_RECORDS FOR THE TASK_.
□ □ □

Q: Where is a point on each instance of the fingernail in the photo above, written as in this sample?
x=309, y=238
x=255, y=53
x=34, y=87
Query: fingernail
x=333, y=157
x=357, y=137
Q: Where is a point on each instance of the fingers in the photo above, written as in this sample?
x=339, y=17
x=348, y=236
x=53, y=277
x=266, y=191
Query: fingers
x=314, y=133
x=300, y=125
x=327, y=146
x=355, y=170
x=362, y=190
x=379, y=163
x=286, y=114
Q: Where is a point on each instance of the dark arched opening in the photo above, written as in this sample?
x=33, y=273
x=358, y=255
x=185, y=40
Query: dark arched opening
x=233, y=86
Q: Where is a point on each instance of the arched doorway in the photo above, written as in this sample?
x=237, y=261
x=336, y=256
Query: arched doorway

□ □ □

_WHAT IS REQUIRED_. Convert everything from the line containing "Q: Where is a point on each instance of the dark" down to the end of the records into a numbered list, leaving out blank lines.

_SOLVED PROBLEM_.
1. Q: Where is a point on each instance of the dark arched opening in the photo above, written as in this sample?
2. x=33, y=273
3. x=358, y=255
4. x=185, y=40
5. Query: dark arched opening
6. x=233, y=86
7. Q: Where is a point on each instance of the arched doorway in the photo above, written as in this sample?
8. x=237, y=261
9. x=336, y=256
10. Query: arched doorway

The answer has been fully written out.